GIVEN REQUEST ::
Quote all of the data below verbatim, line for line.

SOURCE MATERIAL ::
begin

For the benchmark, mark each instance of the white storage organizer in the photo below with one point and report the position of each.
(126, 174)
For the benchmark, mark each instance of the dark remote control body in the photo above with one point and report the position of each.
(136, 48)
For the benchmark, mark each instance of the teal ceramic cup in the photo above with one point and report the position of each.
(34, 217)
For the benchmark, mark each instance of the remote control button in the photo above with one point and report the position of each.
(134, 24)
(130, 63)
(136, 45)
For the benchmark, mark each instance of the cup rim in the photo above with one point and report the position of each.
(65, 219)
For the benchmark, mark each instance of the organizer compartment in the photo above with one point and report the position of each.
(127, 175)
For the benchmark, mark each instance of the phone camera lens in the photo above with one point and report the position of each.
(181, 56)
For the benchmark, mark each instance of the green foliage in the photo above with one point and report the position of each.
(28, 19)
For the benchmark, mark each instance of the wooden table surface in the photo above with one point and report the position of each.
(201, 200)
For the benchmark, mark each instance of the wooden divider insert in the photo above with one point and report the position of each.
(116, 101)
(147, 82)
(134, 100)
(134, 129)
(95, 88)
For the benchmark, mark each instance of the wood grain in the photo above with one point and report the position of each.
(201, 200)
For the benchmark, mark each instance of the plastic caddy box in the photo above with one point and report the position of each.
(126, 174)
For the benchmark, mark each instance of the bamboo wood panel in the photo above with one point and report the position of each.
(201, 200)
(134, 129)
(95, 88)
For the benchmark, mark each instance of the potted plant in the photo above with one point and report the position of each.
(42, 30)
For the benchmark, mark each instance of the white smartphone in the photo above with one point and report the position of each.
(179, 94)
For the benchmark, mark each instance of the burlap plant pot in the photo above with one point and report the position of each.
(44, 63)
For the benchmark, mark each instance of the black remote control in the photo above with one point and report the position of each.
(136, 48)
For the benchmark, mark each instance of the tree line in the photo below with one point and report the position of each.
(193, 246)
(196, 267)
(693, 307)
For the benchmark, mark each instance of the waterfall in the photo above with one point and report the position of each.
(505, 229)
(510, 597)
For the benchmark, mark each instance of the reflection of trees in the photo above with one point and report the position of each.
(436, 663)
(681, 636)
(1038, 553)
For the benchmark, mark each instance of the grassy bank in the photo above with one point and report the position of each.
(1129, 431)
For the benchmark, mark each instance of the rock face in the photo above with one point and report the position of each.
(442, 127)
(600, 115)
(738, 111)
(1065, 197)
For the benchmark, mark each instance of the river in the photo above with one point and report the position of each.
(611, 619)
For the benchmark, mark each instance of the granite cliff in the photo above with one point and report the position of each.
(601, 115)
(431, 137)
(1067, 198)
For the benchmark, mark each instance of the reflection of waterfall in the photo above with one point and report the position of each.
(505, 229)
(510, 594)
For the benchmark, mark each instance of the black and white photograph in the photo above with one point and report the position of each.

end

COMPLETE OUTPUT ::
For the benchmark, mark each instance of the white storage organizer in the photo below with one point and report the position of each.
(126, 174)
For the benchmark, mark each instance of the dark remote control body in the photo above with one point and report the position of each.
(136, 48)
For the benchmark, mark each instance of the teal ceramic cup in the photo above with one point and report the position of each.
(34, 217)
For the benchmark, mark each instance of the remote control button in the photo above with one point and report the position of each.
(134, 24)
(130, 63)
(136, 45)
For the benchmark, mark each instance of the cup rim in the photo above with one point and report the position of each.
(65, 219)
For the benchmark, mark each instance of the organizer compartment in the photo above with one point and report the position of each.
(127, 175)
For the benchmark, mark each instance of the phone camera lens in the photo above with one point and report the position of each.
(181, 56)
For the benchmark, mark each instance of the green foliage in the photo above with one point and report the position of each.
(28, 19)
For the benchmark, mark each instance of the wooden table surface in the photo above with one point and report the position of each.
(201, 200)
For the benchmark, mark each instance of the wooden divider insert in the photo above with one point and report the position of each.
(116, 101)
(147, 82)
(134, 100)
(134, 129)
(95, 88)
For the benchmark, mark each instance of the wood grain in the photo above with one point and report the position of each.
(201, 200)
For the benchmark, mark each instance of the plastic caddy box in the photo above with one point and report the position of each.
(126, 174)
For the benchmark, mark each instance of the bamboo wood panel in the photo above with one point and report the position of each.
(201, 200)
(134, 129)
(95, 88)
For the benchmark, mark each instance of the potted plant in the photo above with one point and report the position of each.
(42, 30)
For the benchmark, mark each instance of the white smartphone in the photo above with one point and report the position of each.
(179, 94)
For the benchmark, mark each instance of the burlap plant pot in the photo above with one point and report the position of each.
(44, 63)
For the benchmark, mark each instance of the black remote control in the photo above with one point and report the position of each.
(136, 48)
For the benchmark, mark each instance of the tree line in the photo below with one point and report the position of each.
(193, 246)
(196, 267)
(693, 307)
For the benchmark, mark each instance of the waterfall in the photo above with one point and report the position of each.
(505, 229)
(510, 597)
For the benchmark, mark each instance of the reflection of trees in the photo above with one point and report the position of each.
(436, 663)
(681, 636)
(1038, 553)
For the benchmark, mark each instance of the grassy bank in the photo above with one point and report the position of each.
(1129, 431)
For the benchmark, mark each instance of the rock face in the photo above with one point and report the position of each.
(442, 127)
(600, 115)
(738, 111)
(1065, 197)
For the benchmark, mark each instance of the river in the photo above with one point and report the position of each.
(611, 619)
For the benchmark, mark each instance of the granite cliff in the photo above with one point and report the position of each.
(601, 115)
(431, 137)
(1067, 198)
For the benchmark, mark each instance of the reflection of waterfall in the photo above with one point and report the position of each.
(505, 229)
(510, 594)
For the benchmark, mark each instance of the black and white photograph in the photo above with one point and report the position of each.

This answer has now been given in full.